---------- Selected excerpt ----------

Distributed Systems Engineering

When to Apply

Use this skill when the system involves:

  • Multiple services communicating over a network
  • Data that must be consistent across nodes
  • Operations that span service boundaries
  • Event-driven or message-based architectures
  • Systems requiring high availability or fault tolerance

Mindset

Distributed systems experts assume failure is normal and design for it.

Questions to always ask:

  • What happens if this call fails halfway through?
  • What happens if this message is delivered twice?
  • What happens if these two operations happen concurrently?
  • What happens during a network partition?
  • What happens if this service is slow or unavailable?
  • Where does authoritative state live?
  • What are the consistency requirements – and are they actually needed?

Assumptions to challenge:

  • “It won’t fail” – Networks fail. Disks fail. Services fail.
  • “It’s fast enough” – Latency varies. P99 matters more than average.
  • “Order is preserved” – Networks reorder. Clocks drift.
  • “It only happens once” – Messages retry. Users double-click.
  • “Clocks are synchronized” – They’re not. Avoid wall-clock ordering across nodes.
  • “The network is reliable” – It’s not. Plan for partitions.

Practices

Idempotency

Every mutating operation needs an idempotency key. Store keys with results to return consistent responses on retry. Document how long keys are valid. Don’t assume operations only execute once.

----------

* [Written instruction 1] In the distributed systems text, what does every mutating operation need?
The text and the records are unrelated pieces of material.

---------- Stored records ----------

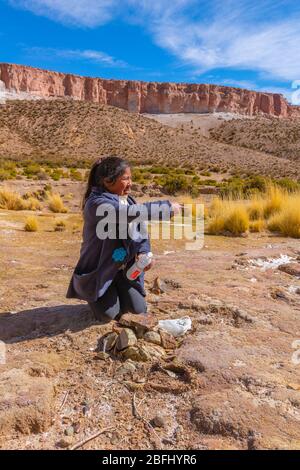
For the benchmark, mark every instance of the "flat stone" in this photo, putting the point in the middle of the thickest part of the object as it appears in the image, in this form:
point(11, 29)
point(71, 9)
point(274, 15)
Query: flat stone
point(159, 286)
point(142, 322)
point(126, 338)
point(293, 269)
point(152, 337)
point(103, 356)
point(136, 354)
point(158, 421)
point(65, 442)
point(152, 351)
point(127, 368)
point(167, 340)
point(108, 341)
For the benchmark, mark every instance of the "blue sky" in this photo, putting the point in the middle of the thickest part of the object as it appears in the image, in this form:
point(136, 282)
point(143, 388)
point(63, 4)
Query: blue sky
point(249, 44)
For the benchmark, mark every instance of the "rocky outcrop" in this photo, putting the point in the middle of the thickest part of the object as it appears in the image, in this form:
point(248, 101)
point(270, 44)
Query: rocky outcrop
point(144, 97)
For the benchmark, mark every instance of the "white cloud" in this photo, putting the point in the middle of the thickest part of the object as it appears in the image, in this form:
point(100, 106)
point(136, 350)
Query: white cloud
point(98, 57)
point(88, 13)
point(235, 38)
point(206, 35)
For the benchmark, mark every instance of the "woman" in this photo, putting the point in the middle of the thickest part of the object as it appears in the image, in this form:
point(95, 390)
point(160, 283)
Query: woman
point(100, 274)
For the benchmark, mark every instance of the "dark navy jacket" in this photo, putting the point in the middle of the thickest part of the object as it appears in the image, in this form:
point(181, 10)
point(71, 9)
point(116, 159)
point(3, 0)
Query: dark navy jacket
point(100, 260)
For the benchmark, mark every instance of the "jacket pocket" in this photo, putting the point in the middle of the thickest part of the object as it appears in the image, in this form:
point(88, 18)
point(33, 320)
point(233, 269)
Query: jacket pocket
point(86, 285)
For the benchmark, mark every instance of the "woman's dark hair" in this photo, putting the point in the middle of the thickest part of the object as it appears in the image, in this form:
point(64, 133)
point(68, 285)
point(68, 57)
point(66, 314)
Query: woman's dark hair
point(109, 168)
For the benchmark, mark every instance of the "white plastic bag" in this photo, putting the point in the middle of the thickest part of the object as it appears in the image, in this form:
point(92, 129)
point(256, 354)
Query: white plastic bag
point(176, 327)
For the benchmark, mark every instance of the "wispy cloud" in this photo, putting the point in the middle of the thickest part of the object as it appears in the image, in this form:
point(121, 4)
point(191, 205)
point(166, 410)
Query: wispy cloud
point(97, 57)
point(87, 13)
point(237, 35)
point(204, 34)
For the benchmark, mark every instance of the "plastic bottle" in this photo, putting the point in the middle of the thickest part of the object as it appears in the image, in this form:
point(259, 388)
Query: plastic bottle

----------

* [Written instruction 2] Collect each line of the records that contains the string "stone", with case counting.

* [Expected output 1] An idempotency key.

* [Expected output 2]
For the benchmark, mark every instance of the "flat stone" in this photo, putting the point in the middle of the thickest part of the object as it appears in the image, in this form:
Query: flat stone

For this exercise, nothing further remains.